Dataset records on where objects are located:
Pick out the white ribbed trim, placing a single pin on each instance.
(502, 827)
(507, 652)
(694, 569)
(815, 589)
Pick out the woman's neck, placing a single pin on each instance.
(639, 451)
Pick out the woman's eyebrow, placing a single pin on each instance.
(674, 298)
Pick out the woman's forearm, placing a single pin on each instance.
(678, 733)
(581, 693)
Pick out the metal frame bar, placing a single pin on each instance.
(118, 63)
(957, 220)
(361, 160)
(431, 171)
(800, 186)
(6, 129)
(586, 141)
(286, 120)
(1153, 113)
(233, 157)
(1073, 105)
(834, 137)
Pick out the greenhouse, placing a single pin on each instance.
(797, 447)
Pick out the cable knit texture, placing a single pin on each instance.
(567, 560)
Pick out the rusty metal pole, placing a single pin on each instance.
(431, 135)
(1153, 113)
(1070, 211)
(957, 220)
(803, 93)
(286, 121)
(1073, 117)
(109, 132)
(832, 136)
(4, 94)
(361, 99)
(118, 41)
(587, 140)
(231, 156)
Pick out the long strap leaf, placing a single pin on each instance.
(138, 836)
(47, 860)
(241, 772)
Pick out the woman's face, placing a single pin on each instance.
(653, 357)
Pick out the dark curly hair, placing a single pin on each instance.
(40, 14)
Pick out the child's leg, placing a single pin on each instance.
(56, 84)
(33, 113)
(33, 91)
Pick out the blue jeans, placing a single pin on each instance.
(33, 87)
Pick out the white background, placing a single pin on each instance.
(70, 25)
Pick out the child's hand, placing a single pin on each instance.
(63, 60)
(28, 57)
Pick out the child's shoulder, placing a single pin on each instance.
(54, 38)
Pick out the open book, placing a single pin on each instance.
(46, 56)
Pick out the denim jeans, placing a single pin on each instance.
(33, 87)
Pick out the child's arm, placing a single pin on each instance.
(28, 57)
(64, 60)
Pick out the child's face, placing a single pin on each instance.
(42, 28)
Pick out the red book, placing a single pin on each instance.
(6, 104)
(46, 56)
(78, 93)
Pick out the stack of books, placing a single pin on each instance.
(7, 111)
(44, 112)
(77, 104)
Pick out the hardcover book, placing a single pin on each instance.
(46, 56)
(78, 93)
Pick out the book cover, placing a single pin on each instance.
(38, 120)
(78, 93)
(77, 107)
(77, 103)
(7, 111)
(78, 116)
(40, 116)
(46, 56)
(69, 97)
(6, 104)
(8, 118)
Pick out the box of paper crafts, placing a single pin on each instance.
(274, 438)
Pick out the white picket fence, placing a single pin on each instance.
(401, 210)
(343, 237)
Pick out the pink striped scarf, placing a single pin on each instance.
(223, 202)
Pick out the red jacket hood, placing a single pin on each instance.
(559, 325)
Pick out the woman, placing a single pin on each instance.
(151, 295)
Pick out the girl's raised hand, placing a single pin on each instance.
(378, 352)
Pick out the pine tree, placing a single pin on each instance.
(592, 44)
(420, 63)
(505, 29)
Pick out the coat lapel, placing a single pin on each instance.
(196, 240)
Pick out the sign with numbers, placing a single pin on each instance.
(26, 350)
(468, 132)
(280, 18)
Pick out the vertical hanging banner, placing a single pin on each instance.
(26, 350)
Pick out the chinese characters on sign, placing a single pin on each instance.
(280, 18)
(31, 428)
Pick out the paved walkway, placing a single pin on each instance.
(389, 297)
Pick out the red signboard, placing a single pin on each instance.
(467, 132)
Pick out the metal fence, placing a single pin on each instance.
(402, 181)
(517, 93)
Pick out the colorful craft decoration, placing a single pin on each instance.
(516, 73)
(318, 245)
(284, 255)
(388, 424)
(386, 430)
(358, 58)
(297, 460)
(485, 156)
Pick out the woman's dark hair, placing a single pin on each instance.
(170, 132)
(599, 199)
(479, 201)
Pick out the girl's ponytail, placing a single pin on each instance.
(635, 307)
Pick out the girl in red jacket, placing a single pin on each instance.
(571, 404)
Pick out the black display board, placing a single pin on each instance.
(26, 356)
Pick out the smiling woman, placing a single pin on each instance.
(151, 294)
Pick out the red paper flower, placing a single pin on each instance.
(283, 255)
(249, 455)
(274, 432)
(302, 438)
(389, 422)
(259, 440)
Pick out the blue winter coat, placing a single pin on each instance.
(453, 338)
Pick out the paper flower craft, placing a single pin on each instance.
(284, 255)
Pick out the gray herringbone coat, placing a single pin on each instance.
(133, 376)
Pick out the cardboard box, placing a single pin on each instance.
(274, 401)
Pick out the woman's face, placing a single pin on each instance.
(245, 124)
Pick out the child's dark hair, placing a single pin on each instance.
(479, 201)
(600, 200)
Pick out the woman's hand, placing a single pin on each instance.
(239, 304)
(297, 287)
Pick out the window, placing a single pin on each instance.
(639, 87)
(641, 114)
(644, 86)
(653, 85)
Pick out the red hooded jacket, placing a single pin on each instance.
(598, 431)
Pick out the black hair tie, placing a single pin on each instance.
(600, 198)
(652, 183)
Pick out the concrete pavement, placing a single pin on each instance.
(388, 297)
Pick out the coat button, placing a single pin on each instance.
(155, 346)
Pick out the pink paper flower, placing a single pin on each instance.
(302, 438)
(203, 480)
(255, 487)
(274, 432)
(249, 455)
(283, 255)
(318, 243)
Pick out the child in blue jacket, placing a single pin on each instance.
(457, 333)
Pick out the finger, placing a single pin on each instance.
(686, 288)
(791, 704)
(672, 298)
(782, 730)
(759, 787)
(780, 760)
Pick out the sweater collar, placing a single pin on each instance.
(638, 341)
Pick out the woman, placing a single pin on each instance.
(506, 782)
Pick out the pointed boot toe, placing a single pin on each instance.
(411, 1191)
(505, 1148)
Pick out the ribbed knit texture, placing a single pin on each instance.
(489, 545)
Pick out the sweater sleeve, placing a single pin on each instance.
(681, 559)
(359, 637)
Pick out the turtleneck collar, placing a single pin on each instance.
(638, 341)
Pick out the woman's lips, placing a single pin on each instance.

[WRITTEN INSTRUCTION] Can you copy all of these records word for word, without changing anything?

[ANSWER BELOW]
Pick out the white ribbed trim, placing a single pin on each instance.
(502, 827)
(507, 652)
(694, 569)
(815, 589)
Pick out the woman's neck, placing a single pin on each instance.
(639, 451)
Pick out the woman's eyebrow, placing a single pin on each instance.
(674, 298)
Pick out the woman's forearm, placing a single pin on each instance.
(678, 733)
(581, 693)
Pick out the metal frame bar, placing a single pin on each instance.
(118, 63)
(957, 220)
(361, 160)
(431, 171)
(800, 186)
(6, 129)
(586, 141)
(286, 120)
(1153, 113)
(233, 157)
(1073, 105)
(834, 137)
Pick out the greenhouse, placing a single pin on each instance.
(797, 447)
Pick out the cable knit texture, placing a single pin on each instance.
(567, 560)
Pick out the rusty metal pole, placing a single pin on each instance.
(431, 135)
(1153, 113)
(1070, 211)
(957, 220)
(803, 93)
(286, 121)
(1073, 117)
(109, 132)
(832, 136)
(4, 94)
(361, 99)
(118, 41)
(587, 140)
(231, 156)
Pick out the long strap leaf, placing a single pin on each instance.
(138, 836)
(47, 860)
(241, 772)
Pick out the woman's face, placing a single pin on each instance.
(653, 357)
Pick out the dark curly hair, placing a single pin on each instance.
(40, 14)
Pick out the child's leg, placing a single pin on each instance.
(56, 84)
(33, 113)
(33, 91)
Pick out the blue jeans, placing a single pin on each instance.
(33, 87)
Pick out the white background, placing a single pin on each instance.
(70, 25)
Pick out the child's hand, placing a single pin on each instance.
(63, 60)
(28, 57)
Pick out the child's shoulder, placing a single pin on each instance.
(54, 38)
Pick out the open book, placing a single pin on each instance.
(46, 56)
Pick out the denim jeans, placing a single pin on each instance.
(33, 87)
Pick out the child's arm, placing a single pin on each instance.
(28, 57)
(64, 60)
Pick out the child's face, placing a single pin on each instance.
(42, 28)
Pick out the red book, placing a single pin on each instance.
(6, 104)
(46, 56)
(78, 93)
Pick out the stack of books, placing a single pin on each instance.
(7, 111)
(44, 112)
(77, 104)
Pick out the hardcover book, placing a single pin on each instance.
(46, 56)
(78, 93)
Pick out the book cover, placing a single pin on each instance.
(38, 120)
(78, 93)
(77, 107)
(77, 103)
(7, 111)
(78, 116)
(40, 116)
(46, 56)
(69, 97)
(6, 104)
(8, 118)
Pick out the box of paper crafts, placing a single pin on each instance.
(274, 438)
Pick out the white picket fence, placing a single pin on each instance.
(401, 210)
(343, 237)
Pick out the pink striped scarf, placing a single pin on each instance.
(223, 202)
Pick out the red jacket hood, placing a single pin on each instance.
(559, 325)
Pick out the woman, placing a single pin on each instance.
(151, 295)
Pick out the girl's raised hand, placing a single pin on each instance.
(378, 352)
Pick out the pine tree, placing a single pin on each instance.
(592, 44)
(420, 63)
(505, 29)
Pick out the coat lapel, placing a single pin on each instance.
(196, 240)
Pick out the sign with numbers, placing a single pin on each instance.
(26, 350)
(468, 132)
(280, 18)
Pick out the vertical hanging banner, placing a single pin on each instance.
(26, 350)
Pick out the chinese characters on sign, placing a single pin on each instance.
(280, 18)
(31, 428)
Pick out the paved walkway, placing a single pin on each instance.
(389, 297)
Pick out the red signboard, placing a single pin on each instance.
(467, 132)
Pick out the metal fence, placing a single pin on each instance.
(402, 181)
(517, 93)
Pick out the colorful craft decoration, placing a single pin on each instance.
(516, 73)
(318, 245)
(284, 255)
(388, 424)
(386, 430)
(358, 58)
(297, 460)
(485, 156)
Pick out the woman's dark hair, placing a single pin on each instance.
(170, 132)
(599, 199)
(479, 201)
Pick out the girl's ponytail, placing a single pin on each instance.
(635, 307)
Pick out the girl in red jacket, placing a single pin on each instance.
(571, 404)
Pick out the black display board, placing a single pin on each instance.
(26, 356)
Pick out the smiling woman, placing a single pin on each instance.
(151, 294)
Pick out the red paper flower, placing a single pin on each instance.
(283, 255)
(249, 455)
(274, 432)
(302, 438)
(389, 422)
(259, 440)
Pick out the blue winter coat, placing a single pin on each instance.
(453, 338)
Pick out the paper flower craft, placing a single pin on each instance.
(284, 255)
Pick out the gray herringbone coat, placing a single pin on each instance.
(133, 376)
Pick out the cardboard box, placing a single pin on each instance.
(274, 401)
Pick out the woman's face, placing a single pin on each instance.
(245, 124)
Pick out the child's dark hair, placing a single pin on each instance.
(479, 201)
(600, 200)
Pick out the woman's hand, placing a single pin on each instance.
(239, 304)
(297, 287)
Pick out the window, placing a single pin on each instance.
(639, 87)
(641, 114)
(644, 86)
(653, 85)
Pick out the red hooded jacket, placing a single pin on each instance.
(598, 431)
Pick out the black hair tie, placing a single pin on each instance.
(600, 198)
(652, 183)
Pick out the concrete pavement, placing a single pin on each instance.
(388, 297)
Pick out the coat button, placing a single pin on each instance.
(155, 346)
Pick out the pink paper flower, placing a single pin on each instance.
(302, 438)
(203, 480)
(255, 487)
(274, 432)
(249, 455)
(283, 255)
(318, 243)
Pick out the child in blue jacket, placing a single pin on each instance.
(457, 333)
Pick out the finger, placing a single pin on each instance.
(686, 288)
(791, 704)
(672, 298)
(782, 730)
(759, 787)
(780, 760)
Pick out the sweater collar, placing a single pin on each instance.
(638, 341)
Pick out the woman, placing a single pin on each instance.
(506, 782)
Pick out the pointed boot toe, placing a single pin on each instance.
(411, 1191)
(505, 1148)
Pick out the ribbed knit texture, placing a single pin on each instance.
(489, 545)
Pick out the sweater sleeve, placing a single pin on each instance.
(681, 559)
(359, 637)
Pick out the turtleneck collar, placing a single pin on each instance.
(638, 341)
Pick out the woman's lips, placing a single pin on each instance.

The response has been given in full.